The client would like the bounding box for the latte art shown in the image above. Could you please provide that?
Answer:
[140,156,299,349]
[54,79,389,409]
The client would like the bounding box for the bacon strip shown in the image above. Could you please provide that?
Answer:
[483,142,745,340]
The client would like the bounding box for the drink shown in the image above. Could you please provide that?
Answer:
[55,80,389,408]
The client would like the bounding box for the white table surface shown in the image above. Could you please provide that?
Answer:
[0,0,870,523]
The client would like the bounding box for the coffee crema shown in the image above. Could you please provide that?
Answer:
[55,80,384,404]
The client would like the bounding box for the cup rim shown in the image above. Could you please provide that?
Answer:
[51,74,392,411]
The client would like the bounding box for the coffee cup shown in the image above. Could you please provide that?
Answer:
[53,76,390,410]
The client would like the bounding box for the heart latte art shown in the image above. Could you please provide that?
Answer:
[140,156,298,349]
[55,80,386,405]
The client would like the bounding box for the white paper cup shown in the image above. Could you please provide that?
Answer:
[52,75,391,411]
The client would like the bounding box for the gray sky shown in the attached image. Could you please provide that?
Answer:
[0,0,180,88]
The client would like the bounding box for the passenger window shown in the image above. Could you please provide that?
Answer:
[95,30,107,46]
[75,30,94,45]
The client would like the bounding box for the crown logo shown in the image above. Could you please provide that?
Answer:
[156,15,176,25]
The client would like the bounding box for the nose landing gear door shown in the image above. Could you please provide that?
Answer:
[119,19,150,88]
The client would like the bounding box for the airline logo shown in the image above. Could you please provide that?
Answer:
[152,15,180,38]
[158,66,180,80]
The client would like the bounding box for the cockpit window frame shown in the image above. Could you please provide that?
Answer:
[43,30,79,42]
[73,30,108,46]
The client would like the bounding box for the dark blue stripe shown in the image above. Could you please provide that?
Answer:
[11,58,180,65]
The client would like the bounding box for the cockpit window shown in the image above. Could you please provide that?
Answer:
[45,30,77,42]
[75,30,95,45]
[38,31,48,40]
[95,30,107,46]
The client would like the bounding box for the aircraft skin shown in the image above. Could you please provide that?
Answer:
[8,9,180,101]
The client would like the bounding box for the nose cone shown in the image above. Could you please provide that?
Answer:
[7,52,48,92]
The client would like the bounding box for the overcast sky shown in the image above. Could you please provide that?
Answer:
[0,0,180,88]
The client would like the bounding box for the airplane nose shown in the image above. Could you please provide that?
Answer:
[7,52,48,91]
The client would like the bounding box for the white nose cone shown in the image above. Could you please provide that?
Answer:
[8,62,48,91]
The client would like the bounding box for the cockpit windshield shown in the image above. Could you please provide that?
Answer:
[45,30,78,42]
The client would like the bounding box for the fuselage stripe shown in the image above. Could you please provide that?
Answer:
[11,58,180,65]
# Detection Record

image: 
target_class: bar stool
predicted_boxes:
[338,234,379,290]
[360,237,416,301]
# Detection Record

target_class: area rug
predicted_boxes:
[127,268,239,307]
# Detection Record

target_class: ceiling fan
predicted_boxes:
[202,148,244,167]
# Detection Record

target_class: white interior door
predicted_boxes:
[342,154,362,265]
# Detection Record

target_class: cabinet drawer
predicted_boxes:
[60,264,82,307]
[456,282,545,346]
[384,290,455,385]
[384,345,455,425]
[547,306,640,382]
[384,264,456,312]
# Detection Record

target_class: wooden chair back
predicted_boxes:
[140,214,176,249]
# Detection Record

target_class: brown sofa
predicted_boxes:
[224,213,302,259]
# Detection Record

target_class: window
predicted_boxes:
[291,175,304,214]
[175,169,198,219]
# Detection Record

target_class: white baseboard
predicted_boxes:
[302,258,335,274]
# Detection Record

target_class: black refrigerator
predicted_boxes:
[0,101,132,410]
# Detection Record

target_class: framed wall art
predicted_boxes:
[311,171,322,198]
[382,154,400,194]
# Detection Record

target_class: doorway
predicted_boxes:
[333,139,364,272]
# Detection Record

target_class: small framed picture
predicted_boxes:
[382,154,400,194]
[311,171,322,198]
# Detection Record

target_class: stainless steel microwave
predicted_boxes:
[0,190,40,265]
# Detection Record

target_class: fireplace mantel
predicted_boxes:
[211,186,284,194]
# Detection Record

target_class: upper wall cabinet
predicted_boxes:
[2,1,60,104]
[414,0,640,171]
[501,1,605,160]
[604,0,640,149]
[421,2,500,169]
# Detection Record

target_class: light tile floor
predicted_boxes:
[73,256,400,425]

#####

§ Aim
Copy out all of the entries above, character for character, with nothing changed.

§ The completed task
The client would like the bounding box for the latte art shown in the image above. Could you please provide that?
Answer:
[140,156,299,349]
[54,79,389,409]
The client would like the bounding box for the bacon strip shown in the image above. Could you please provide that?
Answer:
[483,142,745,340]
The client would like the bounding box for the drink shown in the image above. Could you please provide that?
Answer:
[55,80,389,408]
The client would like the bounding box for the white table surface shown in the image above. Could you please provide that?
Answer:
[0,0,870,523]
The client would like the bounding box for the coffee crema shown in the image above. Could you please provide that?
Answer:
[55,80,384,404]
The client would like the bounding box for the cup rim shown in the image above. Could you please provide that?
Answer:
[51,74,392,411]
The client would like the bounding box for the coffee cup shown in the image above. Could you please provide that?
Answer:
[53,76,390,410]
The client would like the bounding box for the heart latte art shown in the image above. Could you please provide that?
Answer:
[140,156,298,349]
[55,80,386,405]
The client would like the bounding box for the white paper cup shown in the image above. Could you please provide that?
Answer:
[52,75,391,411]
The client would like the bounding box for the gray sky shown in the attached image. Could you please provide that?
Answer:
[0,0,180,88]
The client would like the bounding box for the passenger window shown in the image above. Could you please provide that?
Answer:
[95,30,107,46]
[75,30,94,45]
The client would like the bounding box for the crown logo shown in the image above. Could you please provide that?
Answer:
[156,15,176,25]
The client would like the bounding box for the nose landing gear door shown in the image above. Could you please provide that?
Answer:
[119,19,150,88]
The client would like the bounding box for the airline logo shown in the image above. Could you please provide that?
Answer:
[152,15,180,38]
[158,66,180,80]
The client would like the bounding box for the cockpit window frame shown in the image above. Could you please provide that?
Answer:
[43,30,79,42]
[73,30,108,46]
The client would like the bounding box for the dark blue stripe shown in the image above. Could you please provide that?
Answer:
[11,58,180,65]
The client would like the bounding box for the cockpit window shown in the image above. Could you please provide that?
Answer:
[45,30,77,42]
[75,30,95,45]
[38,31,48,40]
[95,30,107,46]
The client would like the bounding box for the aircraft skin shown in the image above. Could you please provide that?
Answer:
[8,9,180,101]
The client would like the bounding box for the nose cone shown in the image above. Could you please provide that?
Answer:
[7,52,48,92]
The client would like the bounding box for the overcast sky shown in the image above. Could you please provide that?
Answer:
[0,0,180,88]
The client would like the bounding box for the airplane nose shown in the image above. Could you please provide that?
Answer:
[7,52,48,91]
The client would like the bounding box for the white nose cone shown in the image above. Could you please provide that?
Answer:
[8,62,48,91]
The client would like the bounding box for the cockpit windshield shown in the image above. Could you please provide that?
Answer:
[45,30,78,42]
The client would like the bounding box for the fuselage stripe shown in the image above. Could you please provide that?
Answer:
[11,58,180,65]
# Detection Record

image: 
target_class: bar stool
predicted_boxes:
[338,234,379,290]
[360,237,416,301]
# Detection Record

target_class: area rug
predicted_boxes:
[127,268,239,307]
# Detection Record

target_class: ceiling fan
predicted_boxes:
[202,148,244,167]
# Detection Record

target_class: white interior door
predicted_boxes:
[342,154,362,265]
# Detection Record

target_class: cabinet drawer
predicted_boxes:
[60,264,82,307]
[456,282,545,346]
[384,290,455,385]
[384,345,455,425]
[547,306,640,382]
[384,264,456,312]
# Detection Record

target_class: wooden chair back
predicted_boxes:
[140,214,176,249]
# Detection Record

target_class: brown sofa
predicted_boxes:
[224,213,302,259]
# Detection Record

target_class: window
predicted_boxes:
[291,175,304,214]
[175,169,198,219]
# Detection Record

target_class: white baseboard
predicted_boxes:
[302,258,335,274]
# Detection Record

target_class: black refrigerator
predicted_boxes:
[0,101,132,410]
# Detection Record

target_class: framed wall art
predicted_boxes:
[311,171,322,198]
[382,154,400,194]
# Detection Record

target_class: doorway
predicted_boxes:
[333,139,364,272]
# Detection Record

target_class: small framed picture
predicted_boxes:
[382,154,400,194]
[311,171,322,198]
# Detection Record

target_class: stainless steel microwave
predicted_boxes:
[0,190,40,265]
# Detection Record

target_class: fireplace mantel
predicted_boxes:
[211,186,284,194]
# Detection Record

target_class: upper wall cabinet
predicted_boxes:
[2,1,60,104]
[414,0,640,171]
[501,1,605,160]
[604,0,640,149]
[421,2,500,169]
# Detection Record

target_class: light tile floor
predicted_boxes:
[73,256,400,425]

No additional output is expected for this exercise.